What to work on: Would you set down the lines running from the one that holds "Each instance receives one keypoint. Mark the dark" to the final line of the listing, both included, exactly and with no others?

BEGIN Extracted information

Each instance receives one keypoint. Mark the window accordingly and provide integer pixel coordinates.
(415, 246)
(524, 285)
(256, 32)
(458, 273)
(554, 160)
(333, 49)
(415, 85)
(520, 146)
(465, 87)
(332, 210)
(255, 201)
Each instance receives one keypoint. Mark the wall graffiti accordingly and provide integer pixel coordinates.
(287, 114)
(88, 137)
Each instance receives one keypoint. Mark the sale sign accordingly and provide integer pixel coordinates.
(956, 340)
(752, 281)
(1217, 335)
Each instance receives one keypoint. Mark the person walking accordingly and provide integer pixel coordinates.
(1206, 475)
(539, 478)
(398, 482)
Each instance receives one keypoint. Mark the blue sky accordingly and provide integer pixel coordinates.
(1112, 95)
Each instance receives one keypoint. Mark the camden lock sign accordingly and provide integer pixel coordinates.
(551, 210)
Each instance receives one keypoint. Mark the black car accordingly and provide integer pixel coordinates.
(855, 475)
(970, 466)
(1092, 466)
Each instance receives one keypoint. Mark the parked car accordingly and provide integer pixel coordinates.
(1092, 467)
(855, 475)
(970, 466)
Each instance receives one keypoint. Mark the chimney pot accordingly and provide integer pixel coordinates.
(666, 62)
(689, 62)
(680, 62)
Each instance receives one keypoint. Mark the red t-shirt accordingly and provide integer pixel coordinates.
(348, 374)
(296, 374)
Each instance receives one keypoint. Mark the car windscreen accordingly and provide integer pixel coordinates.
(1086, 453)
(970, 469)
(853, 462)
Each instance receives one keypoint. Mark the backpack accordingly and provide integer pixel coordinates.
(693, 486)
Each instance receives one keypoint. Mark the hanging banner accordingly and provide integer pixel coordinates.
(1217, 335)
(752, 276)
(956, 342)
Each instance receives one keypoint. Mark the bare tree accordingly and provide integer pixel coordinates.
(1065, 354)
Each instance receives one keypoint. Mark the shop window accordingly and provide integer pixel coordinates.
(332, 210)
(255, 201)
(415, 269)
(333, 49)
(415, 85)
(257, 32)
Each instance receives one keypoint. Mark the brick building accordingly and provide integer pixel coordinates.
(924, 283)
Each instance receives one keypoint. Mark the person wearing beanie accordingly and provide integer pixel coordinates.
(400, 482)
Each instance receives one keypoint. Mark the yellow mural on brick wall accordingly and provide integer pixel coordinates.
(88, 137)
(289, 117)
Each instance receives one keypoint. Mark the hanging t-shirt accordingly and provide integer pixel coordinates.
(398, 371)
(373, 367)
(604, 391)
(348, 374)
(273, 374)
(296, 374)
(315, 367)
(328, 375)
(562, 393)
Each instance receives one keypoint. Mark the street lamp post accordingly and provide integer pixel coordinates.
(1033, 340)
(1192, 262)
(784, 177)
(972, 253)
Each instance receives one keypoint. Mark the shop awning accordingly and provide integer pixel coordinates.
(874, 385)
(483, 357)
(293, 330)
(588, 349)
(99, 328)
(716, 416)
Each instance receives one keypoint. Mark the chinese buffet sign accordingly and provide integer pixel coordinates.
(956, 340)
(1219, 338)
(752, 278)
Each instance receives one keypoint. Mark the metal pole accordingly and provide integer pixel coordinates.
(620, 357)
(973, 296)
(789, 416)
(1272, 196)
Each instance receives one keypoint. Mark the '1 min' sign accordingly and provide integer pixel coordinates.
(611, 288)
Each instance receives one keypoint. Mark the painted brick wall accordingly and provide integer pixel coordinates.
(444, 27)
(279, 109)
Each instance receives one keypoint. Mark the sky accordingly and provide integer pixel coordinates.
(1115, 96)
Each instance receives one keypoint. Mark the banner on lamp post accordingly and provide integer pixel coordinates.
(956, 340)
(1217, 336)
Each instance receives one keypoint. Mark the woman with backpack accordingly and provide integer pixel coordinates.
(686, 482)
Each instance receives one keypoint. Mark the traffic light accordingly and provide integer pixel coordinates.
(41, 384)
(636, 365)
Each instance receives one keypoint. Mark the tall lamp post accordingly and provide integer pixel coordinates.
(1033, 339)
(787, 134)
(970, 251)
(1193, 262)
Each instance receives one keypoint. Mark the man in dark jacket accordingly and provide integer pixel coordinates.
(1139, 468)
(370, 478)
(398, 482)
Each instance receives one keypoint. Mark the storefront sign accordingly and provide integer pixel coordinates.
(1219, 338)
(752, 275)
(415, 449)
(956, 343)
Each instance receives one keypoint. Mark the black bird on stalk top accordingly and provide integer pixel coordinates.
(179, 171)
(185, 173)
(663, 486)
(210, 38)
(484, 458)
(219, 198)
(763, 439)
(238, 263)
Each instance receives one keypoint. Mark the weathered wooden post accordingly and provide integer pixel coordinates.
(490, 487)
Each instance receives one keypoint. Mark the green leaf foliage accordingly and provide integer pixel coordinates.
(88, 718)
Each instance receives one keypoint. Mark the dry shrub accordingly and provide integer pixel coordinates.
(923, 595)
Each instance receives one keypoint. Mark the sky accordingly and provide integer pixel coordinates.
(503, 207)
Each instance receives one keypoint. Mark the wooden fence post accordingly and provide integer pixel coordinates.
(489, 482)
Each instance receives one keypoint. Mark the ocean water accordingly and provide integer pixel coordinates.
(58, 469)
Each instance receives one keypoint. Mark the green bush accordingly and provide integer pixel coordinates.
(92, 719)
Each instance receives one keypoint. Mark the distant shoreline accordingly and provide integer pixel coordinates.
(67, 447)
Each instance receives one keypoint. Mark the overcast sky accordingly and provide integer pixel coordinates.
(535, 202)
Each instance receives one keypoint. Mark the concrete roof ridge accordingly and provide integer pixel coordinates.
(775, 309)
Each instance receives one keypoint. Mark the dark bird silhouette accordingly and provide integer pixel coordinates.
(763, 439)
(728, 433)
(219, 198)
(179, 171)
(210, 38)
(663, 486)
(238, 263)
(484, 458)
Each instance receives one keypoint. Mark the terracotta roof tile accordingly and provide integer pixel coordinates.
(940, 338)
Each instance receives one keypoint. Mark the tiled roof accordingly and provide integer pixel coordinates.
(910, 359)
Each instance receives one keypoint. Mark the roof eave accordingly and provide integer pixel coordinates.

END Extracted information

Result of the exercise:
Each instance receives one keypoint. Mark the dark bird silhouette accordingly and provide integer pixel coordinates.
(763, 439)
(728, 433)
(219, 198)
(179, 171)
(210, 38)
(663, 486)
(238, 263)
(484, 458)
Each instance receives one keypoint. Mark the terracotta roof tile accordingly and provide integer pixel coordinates.
(940, 338)
Each instance receives one keypoint. Mark the tiled roof accordingly and provide integer pixel coordinates.
(910, 359)
Each instance receives one keypoint. Mark the roof eave accordingly and provide integer pixel coordinates.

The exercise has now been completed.